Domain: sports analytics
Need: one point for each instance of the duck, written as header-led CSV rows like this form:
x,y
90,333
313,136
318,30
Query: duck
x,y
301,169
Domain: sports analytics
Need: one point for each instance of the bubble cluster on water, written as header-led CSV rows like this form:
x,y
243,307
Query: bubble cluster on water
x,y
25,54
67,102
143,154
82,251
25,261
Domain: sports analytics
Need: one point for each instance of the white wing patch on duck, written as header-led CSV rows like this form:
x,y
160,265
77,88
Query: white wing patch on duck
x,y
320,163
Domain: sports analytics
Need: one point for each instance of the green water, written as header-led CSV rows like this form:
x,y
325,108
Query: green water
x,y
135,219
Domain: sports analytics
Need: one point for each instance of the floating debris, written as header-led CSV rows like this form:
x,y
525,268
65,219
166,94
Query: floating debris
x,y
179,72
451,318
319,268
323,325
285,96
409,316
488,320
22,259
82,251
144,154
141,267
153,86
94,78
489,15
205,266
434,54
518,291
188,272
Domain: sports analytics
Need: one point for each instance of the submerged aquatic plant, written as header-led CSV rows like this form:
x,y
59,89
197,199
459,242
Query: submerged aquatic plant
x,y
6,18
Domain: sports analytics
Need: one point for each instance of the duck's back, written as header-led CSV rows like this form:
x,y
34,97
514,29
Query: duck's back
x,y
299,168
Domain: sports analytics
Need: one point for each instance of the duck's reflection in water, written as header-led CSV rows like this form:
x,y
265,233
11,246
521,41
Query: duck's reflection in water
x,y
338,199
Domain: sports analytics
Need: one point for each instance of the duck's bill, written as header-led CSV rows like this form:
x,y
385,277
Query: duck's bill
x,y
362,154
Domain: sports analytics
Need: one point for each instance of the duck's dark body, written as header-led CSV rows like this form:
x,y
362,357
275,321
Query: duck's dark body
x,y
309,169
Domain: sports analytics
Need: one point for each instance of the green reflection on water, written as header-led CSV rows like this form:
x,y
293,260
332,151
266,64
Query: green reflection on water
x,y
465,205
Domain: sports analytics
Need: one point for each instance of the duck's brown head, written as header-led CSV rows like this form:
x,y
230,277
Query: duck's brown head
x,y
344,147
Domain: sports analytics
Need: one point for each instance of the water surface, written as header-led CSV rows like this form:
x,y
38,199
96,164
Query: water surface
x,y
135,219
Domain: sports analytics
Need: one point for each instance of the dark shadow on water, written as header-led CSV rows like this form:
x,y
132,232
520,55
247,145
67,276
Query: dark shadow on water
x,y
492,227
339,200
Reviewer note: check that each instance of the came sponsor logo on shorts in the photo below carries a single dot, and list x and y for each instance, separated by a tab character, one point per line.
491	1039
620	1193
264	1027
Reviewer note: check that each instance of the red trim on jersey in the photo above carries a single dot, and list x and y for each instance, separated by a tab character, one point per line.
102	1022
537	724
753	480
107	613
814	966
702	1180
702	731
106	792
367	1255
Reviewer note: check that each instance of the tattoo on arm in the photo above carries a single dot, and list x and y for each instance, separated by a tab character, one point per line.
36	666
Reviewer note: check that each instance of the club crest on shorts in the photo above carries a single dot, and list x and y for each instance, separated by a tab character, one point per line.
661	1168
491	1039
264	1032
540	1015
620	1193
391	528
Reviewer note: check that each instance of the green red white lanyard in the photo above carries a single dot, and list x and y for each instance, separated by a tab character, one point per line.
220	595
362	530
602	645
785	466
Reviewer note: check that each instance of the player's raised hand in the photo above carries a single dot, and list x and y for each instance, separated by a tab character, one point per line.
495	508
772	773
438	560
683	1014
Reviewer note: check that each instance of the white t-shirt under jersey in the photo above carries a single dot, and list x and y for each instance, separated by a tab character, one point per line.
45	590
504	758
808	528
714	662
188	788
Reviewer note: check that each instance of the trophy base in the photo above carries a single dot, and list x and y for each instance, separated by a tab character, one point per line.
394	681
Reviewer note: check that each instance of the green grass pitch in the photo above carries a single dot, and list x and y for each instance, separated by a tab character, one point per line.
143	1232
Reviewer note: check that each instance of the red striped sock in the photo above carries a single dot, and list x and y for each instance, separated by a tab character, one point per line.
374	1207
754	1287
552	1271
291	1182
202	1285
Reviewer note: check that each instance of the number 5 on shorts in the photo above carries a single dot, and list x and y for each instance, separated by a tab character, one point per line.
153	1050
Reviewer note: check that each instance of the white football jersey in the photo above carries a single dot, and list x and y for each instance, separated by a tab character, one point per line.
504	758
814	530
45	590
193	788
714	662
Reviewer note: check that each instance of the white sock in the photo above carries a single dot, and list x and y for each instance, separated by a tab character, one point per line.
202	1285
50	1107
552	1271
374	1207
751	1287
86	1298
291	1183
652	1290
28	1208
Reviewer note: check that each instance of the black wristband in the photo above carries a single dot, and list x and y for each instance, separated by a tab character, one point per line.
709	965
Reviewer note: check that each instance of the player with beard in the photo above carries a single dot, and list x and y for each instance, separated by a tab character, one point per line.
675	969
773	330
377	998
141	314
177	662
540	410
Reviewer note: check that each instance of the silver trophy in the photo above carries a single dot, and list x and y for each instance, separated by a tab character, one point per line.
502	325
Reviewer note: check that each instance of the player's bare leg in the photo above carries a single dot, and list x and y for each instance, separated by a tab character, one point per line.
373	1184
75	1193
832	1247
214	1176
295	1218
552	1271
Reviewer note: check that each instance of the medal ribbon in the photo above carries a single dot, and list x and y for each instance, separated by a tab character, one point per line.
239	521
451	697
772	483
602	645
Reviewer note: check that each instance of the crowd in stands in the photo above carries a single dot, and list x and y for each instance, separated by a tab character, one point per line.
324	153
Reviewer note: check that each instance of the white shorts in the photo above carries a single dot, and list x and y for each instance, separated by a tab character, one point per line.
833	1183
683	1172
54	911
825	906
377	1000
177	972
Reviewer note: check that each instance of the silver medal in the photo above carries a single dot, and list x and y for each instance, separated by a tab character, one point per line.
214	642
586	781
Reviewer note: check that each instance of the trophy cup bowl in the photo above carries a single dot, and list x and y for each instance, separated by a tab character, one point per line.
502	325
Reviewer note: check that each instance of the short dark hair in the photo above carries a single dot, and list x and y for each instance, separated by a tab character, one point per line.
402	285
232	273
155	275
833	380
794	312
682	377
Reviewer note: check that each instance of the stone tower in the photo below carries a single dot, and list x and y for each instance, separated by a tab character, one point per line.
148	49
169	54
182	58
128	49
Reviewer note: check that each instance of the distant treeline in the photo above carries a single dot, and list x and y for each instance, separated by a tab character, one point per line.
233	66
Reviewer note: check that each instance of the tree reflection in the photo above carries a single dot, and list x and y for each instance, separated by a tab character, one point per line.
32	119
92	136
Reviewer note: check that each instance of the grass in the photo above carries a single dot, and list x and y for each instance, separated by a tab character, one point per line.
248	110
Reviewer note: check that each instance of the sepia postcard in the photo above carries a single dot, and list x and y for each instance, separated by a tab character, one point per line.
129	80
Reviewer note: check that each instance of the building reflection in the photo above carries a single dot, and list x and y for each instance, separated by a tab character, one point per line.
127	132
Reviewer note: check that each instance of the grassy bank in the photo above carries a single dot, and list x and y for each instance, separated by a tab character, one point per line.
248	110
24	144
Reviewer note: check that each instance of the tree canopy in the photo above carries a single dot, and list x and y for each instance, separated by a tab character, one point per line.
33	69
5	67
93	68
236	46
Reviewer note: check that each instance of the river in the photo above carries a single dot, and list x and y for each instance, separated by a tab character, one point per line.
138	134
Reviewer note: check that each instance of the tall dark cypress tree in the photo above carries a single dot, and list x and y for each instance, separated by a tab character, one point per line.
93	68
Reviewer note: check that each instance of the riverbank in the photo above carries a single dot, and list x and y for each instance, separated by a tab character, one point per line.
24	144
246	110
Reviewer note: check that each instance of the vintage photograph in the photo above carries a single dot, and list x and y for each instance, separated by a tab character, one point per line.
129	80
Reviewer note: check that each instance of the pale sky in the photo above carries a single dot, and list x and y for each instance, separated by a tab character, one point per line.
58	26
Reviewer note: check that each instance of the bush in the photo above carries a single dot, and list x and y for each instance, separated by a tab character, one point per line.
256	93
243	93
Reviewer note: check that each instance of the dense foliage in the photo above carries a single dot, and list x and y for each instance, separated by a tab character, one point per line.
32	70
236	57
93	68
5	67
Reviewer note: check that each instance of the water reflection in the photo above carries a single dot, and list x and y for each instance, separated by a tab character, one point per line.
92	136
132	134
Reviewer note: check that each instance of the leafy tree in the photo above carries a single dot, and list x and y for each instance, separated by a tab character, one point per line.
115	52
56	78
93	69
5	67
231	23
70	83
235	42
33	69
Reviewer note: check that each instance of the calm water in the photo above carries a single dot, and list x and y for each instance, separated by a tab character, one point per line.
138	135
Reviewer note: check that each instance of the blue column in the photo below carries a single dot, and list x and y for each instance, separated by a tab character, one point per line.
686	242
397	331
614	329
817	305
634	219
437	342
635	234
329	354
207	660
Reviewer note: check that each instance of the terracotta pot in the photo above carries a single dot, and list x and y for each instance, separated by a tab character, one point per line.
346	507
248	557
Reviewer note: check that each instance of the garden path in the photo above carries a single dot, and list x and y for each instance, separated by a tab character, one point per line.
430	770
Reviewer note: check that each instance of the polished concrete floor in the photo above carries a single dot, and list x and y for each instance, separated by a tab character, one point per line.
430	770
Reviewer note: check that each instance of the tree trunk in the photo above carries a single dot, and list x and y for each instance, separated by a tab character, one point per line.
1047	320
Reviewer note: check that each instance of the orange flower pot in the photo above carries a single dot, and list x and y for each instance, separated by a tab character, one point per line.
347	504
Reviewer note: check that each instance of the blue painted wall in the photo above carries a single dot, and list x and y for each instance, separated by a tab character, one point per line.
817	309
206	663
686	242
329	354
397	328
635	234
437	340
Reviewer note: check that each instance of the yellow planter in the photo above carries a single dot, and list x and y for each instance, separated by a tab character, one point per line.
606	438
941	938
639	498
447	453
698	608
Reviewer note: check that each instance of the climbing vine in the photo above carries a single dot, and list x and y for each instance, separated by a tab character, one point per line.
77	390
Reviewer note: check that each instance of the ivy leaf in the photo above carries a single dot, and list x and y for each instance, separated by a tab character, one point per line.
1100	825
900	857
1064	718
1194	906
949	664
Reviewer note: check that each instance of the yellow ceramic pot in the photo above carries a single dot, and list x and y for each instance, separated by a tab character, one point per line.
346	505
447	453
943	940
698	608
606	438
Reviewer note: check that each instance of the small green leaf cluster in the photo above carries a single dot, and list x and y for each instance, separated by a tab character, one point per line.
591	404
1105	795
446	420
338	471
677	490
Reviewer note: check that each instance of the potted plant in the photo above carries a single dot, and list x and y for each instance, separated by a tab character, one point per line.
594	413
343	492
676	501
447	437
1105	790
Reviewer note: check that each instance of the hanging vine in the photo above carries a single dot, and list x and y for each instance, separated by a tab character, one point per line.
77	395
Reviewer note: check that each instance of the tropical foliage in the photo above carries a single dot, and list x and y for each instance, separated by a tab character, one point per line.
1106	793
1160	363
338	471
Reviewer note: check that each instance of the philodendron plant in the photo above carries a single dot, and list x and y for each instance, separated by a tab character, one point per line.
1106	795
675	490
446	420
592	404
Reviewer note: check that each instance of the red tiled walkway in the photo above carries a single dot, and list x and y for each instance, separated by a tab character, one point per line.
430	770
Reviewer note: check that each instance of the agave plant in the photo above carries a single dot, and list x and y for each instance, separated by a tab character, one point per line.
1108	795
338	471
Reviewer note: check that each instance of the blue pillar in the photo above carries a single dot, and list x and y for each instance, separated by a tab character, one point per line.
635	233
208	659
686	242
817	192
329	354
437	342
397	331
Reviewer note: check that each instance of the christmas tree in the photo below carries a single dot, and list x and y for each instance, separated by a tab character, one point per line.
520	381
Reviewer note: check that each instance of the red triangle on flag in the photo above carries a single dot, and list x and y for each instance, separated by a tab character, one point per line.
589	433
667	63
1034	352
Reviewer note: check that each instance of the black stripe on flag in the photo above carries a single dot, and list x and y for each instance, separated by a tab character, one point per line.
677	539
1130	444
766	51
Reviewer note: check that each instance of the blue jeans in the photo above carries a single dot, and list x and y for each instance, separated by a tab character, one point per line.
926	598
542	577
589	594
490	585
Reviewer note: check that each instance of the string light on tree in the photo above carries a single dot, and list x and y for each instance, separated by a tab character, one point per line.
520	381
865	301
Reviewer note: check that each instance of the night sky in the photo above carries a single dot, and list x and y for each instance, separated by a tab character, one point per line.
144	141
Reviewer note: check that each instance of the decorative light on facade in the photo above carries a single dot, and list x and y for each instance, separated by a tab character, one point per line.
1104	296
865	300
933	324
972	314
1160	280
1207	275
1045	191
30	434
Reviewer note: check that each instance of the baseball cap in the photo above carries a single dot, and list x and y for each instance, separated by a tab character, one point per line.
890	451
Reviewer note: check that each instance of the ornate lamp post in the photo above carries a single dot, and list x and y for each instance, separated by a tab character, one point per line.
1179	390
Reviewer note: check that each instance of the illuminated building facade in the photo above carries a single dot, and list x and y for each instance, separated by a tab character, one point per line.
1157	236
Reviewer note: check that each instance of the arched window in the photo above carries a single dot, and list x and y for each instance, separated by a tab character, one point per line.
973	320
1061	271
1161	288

● ● ● ● ●

## Given problem
Rewrite the data from the line containing "Reviewer note: check that each instance of the arched" through the end, changing "tab character" to "comma" and leaving everything else as it is.

## Correct result
Reviewer note: check that each instance of the arched window in the photo above carries a single dot, and list x and y for each instance, separated by a comma, one point per line.
973	320
1061	271
1161	288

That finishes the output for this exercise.